== WHAT THIS TASK INVOLVES ==
All of the data below should be written out exactly.

─── DATA PROVIDED

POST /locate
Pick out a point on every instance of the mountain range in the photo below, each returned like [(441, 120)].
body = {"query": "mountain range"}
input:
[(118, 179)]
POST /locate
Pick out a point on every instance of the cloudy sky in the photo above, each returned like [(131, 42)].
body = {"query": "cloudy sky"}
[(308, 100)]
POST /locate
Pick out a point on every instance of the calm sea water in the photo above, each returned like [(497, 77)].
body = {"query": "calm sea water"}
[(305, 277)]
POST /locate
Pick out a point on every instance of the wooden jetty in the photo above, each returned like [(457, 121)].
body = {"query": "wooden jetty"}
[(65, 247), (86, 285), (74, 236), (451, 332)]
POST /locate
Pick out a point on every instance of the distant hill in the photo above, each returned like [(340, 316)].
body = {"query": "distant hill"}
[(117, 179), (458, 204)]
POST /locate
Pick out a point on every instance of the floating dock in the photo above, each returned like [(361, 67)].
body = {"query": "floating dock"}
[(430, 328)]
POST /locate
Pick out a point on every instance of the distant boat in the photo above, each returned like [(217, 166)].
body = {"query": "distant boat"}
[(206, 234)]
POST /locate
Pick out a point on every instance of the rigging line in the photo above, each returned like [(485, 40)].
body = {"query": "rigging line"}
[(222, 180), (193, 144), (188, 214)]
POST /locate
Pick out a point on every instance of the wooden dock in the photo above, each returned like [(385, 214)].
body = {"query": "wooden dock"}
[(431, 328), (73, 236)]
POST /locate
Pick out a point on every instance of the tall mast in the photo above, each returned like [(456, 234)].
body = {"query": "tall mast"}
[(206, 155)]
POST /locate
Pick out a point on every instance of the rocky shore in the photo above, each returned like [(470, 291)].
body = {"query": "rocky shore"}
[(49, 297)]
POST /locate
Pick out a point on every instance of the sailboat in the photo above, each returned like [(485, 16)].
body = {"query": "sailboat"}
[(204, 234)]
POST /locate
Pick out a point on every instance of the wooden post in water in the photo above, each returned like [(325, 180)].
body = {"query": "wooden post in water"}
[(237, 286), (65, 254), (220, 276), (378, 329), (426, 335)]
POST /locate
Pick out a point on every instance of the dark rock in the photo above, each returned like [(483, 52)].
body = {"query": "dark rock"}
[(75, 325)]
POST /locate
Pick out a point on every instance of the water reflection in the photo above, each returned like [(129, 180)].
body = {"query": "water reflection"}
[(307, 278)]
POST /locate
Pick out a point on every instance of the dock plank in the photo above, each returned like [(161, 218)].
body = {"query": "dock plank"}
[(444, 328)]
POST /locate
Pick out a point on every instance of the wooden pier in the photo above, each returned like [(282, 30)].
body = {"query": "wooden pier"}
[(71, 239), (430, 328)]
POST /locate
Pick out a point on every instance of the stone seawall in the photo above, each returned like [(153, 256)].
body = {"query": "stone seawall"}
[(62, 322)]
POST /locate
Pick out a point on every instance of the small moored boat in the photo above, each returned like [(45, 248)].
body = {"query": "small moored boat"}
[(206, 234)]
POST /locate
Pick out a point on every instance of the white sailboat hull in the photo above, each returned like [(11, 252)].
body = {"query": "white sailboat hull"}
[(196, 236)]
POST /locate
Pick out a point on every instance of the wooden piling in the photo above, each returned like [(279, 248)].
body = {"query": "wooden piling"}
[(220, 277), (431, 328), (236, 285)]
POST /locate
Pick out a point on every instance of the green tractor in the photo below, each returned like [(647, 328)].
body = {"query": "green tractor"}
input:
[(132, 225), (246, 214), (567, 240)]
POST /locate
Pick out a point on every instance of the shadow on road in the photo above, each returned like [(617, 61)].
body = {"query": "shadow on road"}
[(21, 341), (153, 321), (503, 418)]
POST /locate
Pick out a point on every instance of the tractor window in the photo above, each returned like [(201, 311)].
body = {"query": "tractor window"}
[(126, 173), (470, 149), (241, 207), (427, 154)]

──────

== SOLUTION TO THIS PROBLEM ==
POST /locate
Pick out a point on every instance of the mountain range in the photo below, each returned like [(441, 120)].
body = {"query": "mountain range"}
input:
[(118, 179)]
POST /locate
Pick out a point on every instance of the cloudy sky in the photo above, each returned like [(131, 42)].
body = {"query": "cloudy sky"}
[(308, 100)]
POST /locate
Pick out a point on every instance of the calm sea water in the photo above, each returned like [(497, 77)].
body = {"query": "calm sea water"}
[(305, 277)]
POST /locate
Pick out a point on every instance of the wooden jetty in the photo above, each returned like [(457, 121)].
body = {"query": "wooden jetty"}
[(65, 247), (86, 285), (74, 236), (451, 332)]
POST /locate
Pick out a point on every instance of the distant hill in the photo above, each returned like [(340, 316)].
body = {"query": "distant hill"}
[(117, 179), (458, 204)]
POST /locate
Pick out a point on every instance of the floating dock in the photo above, each returned like [(361, 67)].
body = {"query": "floating dock"}
[(430, 328)]
POST /locate
Pick out a point on every instance of the distant boat in the photo above, each returned like [(217, 166)].
body = {"query": "distant boat"}
[(206, 234)]
POST /locate
Pick out a point on every instance of the rigging line in the photo above, each returned like [(485, 40)].
body = {"query": "rigging line"}
[(222, 180), (193, 144), (188, 214)]
POST /locate
Pick out a point on every instance of the wooden dock in the photo above, each returned like [(385, 214)].
body = {"query": "wooden dock"}
[(431, 328), (73, 236)]
POST /locate
Pick out a point on every instance of the tall mast in the photo above, each returned like [(456, 234)].
body = {"query": "tall mast"}
[(206, 155)]
POST /locate
Pick out a point on every instance of the rocky shore in the photo above, each returned like [(470, 291)].
body = {"query": "rocky shore"}
[(49, 297)]
POST /locate
Pick out a point on every instance of the sailboat in the photo above, each returned like [(485, 16)].
body = {"query": "sailboat"}
[(204, 234)]
POST /locate
Pick out a point on every instance of the wooden post in water in the photo above, each returned like [(325, 180)].
body = {"query": "wooden post in water"}
[(237, 286), (65, 254), (220, 276), (378, 329), (426, 335)]
POST /locate
Pick out a point on every instance of the dark rock in the photo above, each returned like [(483, 52)].
body = {"query": "dark rock"}
[(75, 325)]
POST /locate
Pick out a point on every instance of the water reflection in the photo above, each returned like [(129, 180)].
body = {"query": "water reflection"}
[(307, 278)]
POST /locate
Pick out a point on every instance of the dock plank in the photo above, each returned like [(161, 218)].
body = {"query": "dock plank"}
[(444, 328)]
POST /locate
Pick out a point on every instance of the wooden pier in the photo above, each returned like [(282, 30)].
body = {"query": "wooden pier"}
[(71, 239), (430, 328)]
POST /locate
Pick out a point on every instance of the stone seawall in the photo above, each returned like [(153, 256)].
body = {"query": "stone seawall"}
[(62, 322)]
POST /locate
Pick out a point on every instance of the small moored boat in the photo above, each returned like [(45, 248)].
body = {"query": "small moored boat"}
[(206, 234)]
POST /locate
Pick out a point on every instance of the white sailboat hull in the photo above, each returned like [(11, 252)].
body = {"query": "white sailboat hull"}
[(196, 236)]
POST /locate
Pick out a point on every instance of the wooden piling in the photo above, each returned like [(279, 248)].
body = {"query": "wooden piling"}
[(220, 277), (431, 328), (236, 285)]
POST /locate
Pick out a point on every instance of the green tractor in the photo below, each returned like [(647, 328)].
body = {"query": "green tractor"}
input:
[(132, 225), (246, 214), (567, 240)]
POST /locate
Pick out a point on every instance of the shadow on road in the photo above, each returned like [(617, 61)].
body = {"query": "shadow on road"}
[(21, 341), (153, 321), (503, 418)]
POST /locate
Pick out a point on every instance of the tractor window in the photo above, each returned like [(201, 311)].
body = {"query": "tractor window"}
[(126, 173), (470, 149), (241, 207), (427, 154)]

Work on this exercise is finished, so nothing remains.